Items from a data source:
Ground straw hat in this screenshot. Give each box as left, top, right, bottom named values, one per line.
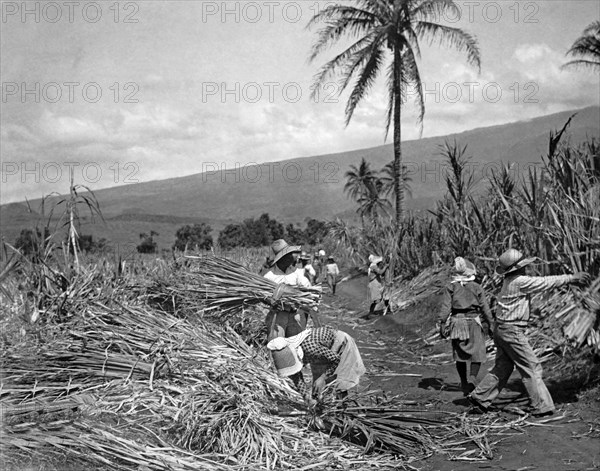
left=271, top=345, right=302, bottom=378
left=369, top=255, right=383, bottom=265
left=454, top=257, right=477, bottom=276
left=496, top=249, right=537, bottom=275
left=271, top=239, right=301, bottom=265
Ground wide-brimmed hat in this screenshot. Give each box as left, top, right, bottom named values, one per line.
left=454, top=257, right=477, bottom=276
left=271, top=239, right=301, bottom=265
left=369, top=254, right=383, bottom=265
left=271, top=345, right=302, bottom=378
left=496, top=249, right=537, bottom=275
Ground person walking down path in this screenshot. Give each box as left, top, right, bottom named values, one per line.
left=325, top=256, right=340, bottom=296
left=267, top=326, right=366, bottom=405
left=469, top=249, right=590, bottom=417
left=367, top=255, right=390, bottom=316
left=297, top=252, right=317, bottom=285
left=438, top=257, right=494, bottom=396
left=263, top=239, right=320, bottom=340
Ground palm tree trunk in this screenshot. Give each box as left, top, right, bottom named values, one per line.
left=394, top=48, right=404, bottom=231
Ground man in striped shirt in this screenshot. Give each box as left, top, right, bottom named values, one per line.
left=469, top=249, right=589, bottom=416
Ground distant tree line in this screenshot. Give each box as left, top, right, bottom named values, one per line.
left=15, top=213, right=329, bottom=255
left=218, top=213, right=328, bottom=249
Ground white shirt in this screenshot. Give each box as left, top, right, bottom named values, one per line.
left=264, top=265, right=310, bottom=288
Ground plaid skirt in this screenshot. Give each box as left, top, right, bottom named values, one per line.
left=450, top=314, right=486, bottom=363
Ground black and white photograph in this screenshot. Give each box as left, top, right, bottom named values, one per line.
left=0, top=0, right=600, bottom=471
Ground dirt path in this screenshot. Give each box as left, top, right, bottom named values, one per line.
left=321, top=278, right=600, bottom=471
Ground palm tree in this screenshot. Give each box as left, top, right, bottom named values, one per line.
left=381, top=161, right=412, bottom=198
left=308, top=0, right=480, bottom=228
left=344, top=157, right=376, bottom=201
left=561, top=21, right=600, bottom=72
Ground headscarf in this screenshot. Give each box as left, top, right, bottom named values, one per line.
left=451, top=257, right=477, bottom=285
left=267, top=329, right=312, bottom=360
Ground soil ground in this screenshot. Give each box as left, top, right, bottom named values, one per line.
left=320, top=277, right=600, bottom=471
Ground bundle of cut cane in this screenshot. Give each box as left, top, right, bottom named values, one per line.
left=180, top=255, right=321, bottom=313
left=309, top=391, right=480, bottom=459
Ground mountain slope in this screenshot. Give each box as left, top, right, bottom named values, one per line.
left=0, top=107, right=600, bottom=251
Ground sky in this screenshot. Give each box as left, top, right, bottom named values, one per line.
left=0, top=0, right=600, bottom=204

---

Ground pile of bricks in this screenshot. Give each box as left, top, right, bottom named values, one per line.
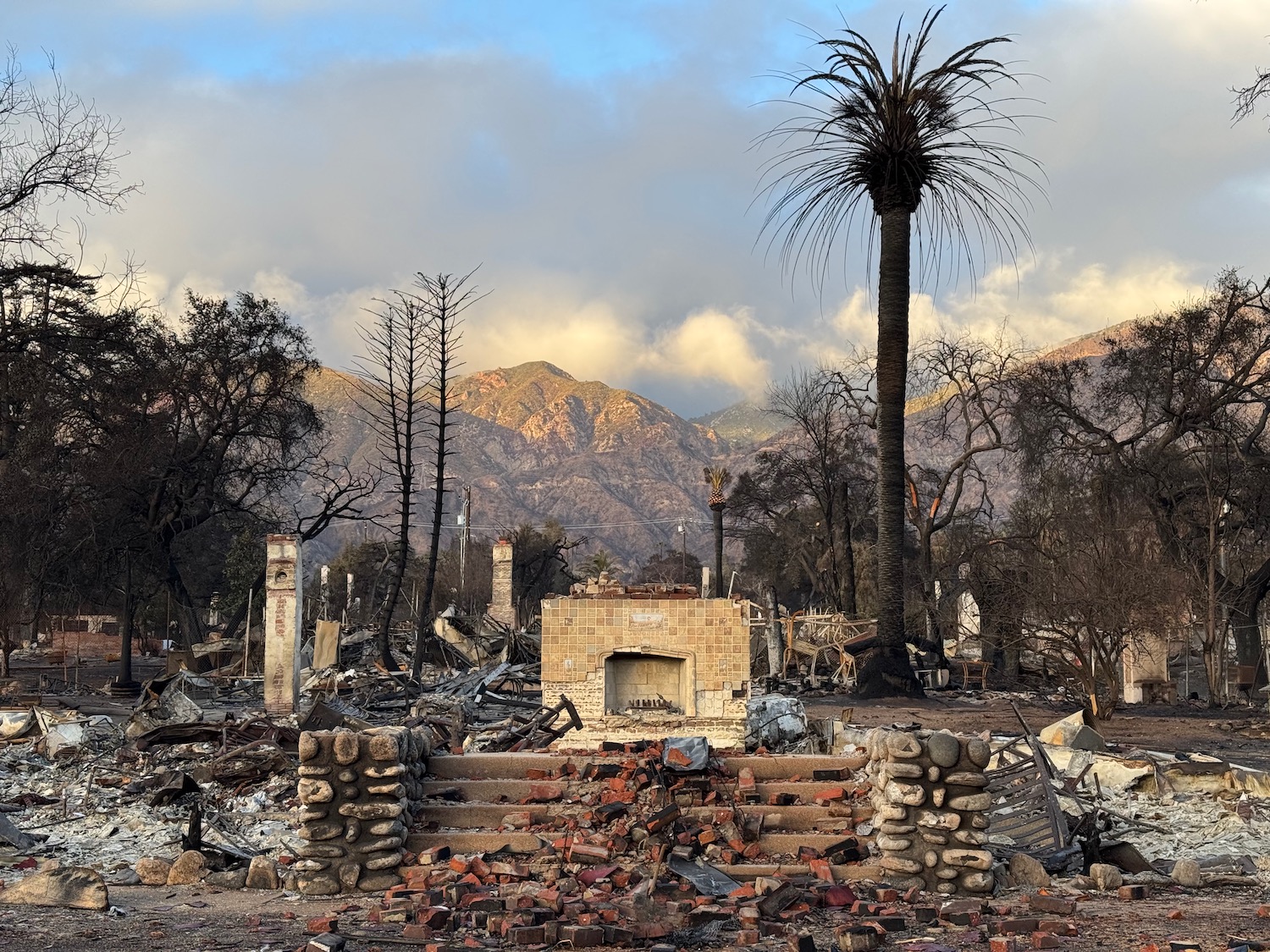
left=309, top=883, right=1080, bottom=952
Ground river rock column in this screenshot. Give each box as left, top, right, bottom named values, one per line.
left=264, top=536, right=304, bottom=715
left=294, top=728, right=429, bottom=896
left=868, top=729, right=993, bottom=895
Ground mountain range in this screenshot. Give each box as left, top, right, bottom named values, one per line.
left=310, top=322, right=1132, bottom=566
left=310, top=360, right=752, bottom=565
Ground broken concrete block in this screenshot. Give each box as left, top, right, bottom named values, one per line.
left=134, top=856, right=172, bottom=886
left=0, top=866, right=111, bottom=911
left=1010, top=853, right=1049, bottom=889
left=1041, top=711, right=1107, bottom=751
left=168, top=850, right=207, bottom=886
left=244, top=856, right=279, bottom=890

Instruction → Arrange the records from the line with "Ground pile of" up to and including the line with "left=310, top=360, right=752, bottom=565" as a Markdown table with the columns No. and Line. Give each line its own numbered row, skip blank lines, and leave out the pictures.

Solution to the problem →
| No. | Line |
|---|---|
| 1 | Ground pile of bricks in this screenshot. Give each box as left, top, right, bottom named values, one per line. |
| 2 | left=309, top=883, right=1080, bottom=952 |
| 3 | Ground river rock column in this screenshot. Give each box as left, top, right, bottom named values, one per line. |
| 4 | left=264, top=536, right=304, bottom=715 |
| 5 | left=294, top=728, right=429, bottom=896 |
| 6 | left=868, top=729, right=993, bottom=895 |
| 7 | Ground mountain range in this screenshot. Give each box as left, top, right, bottom named values, one per line. |
| 8 | left=310, top=322, right=1132, bottom=566 |
| 9 | left=310, top=360, right=752, bottom=565 |